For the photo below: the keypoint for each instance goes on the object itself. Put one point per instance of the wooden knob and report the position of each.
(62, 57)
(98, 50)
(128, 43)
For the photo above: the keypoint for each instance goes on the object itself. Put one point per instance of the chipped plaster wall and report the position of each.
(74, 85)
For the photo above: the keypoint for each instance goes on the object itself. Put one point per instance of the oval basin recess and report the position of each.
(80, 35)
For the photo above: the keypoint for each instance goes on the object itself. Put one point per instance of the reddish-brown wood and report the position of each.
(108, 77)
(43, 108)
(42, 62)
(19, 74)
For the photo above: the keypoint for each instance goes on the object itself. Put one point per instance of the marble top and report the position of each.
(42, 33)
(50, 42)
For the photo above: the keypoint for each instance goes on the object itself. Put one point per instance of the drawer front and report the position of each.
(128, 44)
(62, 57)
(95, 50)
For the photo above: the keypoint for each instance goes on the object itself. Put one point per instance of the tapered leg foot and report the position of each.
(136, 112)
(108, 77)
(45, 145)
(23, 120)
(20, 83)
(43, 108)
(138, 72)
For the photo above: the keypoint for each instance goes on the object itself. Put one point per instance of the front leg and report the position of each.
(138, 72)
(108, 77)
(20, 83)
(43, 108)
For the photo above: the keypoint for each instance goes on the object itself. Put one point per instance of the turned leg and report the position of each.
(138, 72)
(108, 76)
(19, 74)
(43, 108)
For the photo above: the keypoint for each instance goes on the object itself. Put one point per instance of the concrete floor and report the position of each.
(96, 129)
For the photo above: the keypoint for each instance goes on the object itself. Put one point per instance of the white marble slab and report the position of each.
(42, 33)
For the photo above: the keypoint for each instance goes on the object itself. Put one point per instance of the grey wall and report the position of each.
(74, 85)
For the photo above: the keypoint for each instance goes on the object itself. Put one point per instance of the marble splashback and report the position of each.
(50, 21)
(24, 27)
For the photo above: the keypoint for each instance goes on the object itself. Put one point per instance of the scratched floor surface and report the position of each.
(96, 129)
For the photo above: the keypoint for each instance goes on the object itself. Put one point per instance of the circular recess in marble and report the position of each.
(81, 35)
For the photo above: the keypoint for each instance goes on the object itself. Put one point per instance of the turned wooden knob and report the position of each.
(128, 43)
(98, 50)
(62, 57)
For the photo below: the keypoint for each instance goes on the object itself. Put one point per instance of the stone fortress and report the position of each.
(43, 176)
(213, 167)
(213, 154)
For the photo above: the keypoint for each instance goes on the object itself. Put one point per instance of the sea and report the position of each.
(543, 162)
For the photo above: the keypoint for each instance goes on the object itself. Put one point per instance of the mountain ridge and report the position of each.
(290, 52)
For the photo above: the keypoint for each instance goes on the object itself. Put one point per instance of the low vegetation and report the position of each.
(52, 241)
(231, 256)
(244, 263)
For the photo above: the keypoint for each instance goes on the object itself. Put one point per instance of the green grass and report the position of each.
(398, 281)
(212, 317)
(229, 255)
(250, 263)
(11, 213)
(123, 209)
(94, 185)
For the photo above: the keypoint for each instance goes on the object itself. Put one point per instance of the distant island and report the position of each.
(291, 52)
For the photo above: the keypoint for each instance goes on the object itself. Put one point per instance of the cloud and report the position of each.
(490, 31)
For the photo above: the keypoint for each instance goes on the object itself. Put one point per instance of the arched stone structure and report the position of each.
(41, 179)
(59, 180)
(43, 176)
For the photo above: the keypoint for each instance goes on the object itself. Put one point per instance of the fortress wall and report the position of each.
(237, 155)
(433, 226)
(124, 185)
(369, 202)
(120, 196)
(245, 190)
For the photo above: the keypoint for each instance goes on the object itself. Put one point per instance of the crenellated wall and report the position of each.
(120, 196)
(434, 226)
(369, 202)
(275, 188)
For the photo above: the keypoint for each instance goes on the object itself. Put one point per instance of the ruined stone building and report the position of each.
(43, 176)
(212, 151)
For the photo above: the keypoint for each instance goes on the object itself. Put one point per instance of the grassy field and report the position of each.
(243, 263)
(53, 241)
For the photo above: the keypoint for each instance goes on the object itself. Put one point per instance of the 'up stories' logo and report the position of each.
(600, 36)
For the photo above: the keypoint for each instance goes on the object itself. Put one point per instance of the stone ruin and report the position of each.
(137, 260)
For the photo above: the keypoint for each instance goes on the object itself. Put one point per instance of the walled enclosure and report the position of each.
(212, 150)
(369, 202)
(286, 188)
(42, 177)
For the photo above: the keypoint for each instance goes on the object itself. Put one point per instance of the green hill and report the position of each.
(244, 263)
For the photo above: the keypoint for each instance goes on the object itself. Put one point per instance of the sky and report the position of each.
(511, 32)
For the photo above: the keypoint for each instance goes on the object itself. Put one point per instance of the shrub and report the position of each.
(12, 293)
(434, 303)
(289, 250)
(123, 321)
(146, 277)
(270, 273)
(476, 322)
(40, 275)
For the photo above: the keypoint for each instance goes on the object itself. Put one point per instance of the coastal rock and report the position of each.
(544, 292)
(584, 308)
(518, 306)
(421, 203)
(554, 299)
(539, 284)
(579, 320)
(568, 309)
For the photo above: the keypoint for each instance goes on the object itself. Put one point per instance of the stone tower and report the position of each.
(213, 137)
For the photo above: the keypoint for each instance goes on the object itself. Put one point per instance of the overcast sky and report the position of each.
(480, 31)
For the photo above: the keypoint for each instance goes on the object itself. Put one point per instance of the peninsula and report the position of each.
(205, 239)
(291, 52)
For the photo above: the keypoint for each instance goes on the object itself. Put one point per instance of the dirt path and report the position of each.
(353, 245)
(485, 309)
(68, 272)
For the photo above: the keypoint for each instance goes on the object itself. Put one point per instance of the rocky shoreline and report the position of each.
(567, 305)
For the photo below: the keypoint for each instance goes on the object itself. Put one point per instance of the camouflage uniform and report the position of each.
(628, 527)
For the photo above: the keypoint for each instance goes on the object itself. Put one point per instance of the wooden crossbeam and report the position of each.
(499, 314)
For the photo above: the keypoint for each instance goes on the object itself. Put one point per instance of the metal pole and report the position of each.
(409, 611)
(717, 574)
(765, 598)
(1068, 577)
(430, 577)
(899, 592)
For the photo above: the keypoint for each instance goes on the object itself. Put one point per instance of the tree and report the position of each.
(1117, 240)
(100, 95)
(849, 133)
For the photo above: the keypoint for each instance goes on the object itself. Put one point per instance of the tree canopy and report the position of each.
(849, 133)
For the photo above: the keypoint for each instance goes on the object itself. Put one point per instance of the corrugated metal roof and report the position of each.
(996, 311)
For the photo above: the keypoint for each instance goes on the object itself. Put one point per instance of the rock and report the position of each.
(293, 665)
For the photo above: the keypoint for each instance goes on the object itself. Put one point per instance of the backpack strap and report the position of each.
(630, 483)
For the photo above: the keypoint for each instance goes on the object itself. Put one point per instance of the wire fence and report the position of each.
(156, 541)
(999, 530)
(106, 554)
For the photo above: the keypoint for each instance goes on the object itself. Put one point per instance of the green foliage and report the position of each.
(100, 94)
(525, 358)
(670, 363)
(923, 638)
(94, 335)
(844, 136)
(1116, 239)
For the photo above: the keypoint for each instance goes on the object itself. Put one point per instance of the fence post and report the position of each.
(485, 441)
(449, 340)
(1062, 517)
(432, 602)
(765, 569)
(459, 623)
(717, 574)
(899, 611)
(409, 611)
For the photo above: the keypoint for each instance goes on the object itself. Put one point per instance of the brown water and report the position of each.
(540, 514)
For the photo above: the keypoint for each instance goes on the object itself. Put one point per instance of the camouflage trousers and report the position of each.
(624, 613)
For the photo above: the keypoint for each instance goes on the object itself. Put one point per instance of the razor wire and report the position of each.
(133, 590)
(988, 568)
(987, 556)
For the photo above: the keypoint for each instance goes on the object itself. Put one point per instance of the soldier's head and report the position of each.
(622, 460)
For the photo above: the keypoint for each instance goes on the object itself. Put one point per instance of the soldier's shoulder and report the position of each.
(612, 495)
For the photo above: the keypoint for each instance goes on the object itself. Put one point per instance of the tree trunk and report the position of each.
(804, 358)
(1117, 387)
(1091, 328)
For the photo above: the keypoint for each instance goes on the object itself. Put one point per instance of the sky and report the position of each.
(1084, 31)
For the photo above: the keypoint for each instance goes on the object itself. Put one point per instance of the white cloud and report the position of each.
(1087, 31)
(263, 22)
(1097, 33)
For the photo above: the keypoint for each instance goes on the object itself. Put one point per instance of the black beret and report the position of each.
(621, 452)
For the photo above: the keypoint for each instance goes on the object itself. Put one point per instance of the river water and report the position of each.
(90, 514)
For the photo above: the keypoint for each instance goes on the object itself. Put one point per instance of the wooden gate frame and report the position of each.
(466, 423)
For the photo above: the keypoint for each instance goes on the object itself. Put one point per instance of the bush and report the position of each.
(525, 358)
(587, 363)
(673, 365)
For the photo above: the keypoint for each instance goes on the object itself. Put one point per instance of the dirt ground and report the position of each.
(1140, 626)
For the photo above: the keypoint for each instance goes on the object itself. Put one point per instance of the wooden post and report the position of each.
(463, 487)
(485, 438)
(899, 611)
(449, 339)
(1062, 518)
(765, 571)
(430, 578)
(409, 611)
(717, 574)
________________
When you reach the line containing "wooden post and report the position of each." in the data above, retype it and each line after it through the final one, exactly as written.

For the photo above: the keypoint for each instance goes on the object itself. Put one point per instance of the wooden post and report the position of each.
(463, 487)
(485, 438)
(899, 611)
(449, 339)
(1062, 518)
(765, 571)
(430, 578)
(409, 611)
(717, 574)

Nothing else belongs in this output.